Stored data entries:
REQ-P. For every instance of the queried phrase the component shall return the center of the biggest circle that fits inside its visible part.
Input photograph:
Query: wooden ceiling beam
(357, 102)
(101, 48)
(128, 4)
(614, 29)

- [Exercise requirements]
Can you restate every record above word for word?

- [Task result]
REQ-P. For every instance of the queried phrase the component shall return the center of the biggest circle that fits inside its visible part.
Input photograph:
Query: wooden ceiling beam
(357, 102)
(101, 48)
(128, 4)
(614, 29)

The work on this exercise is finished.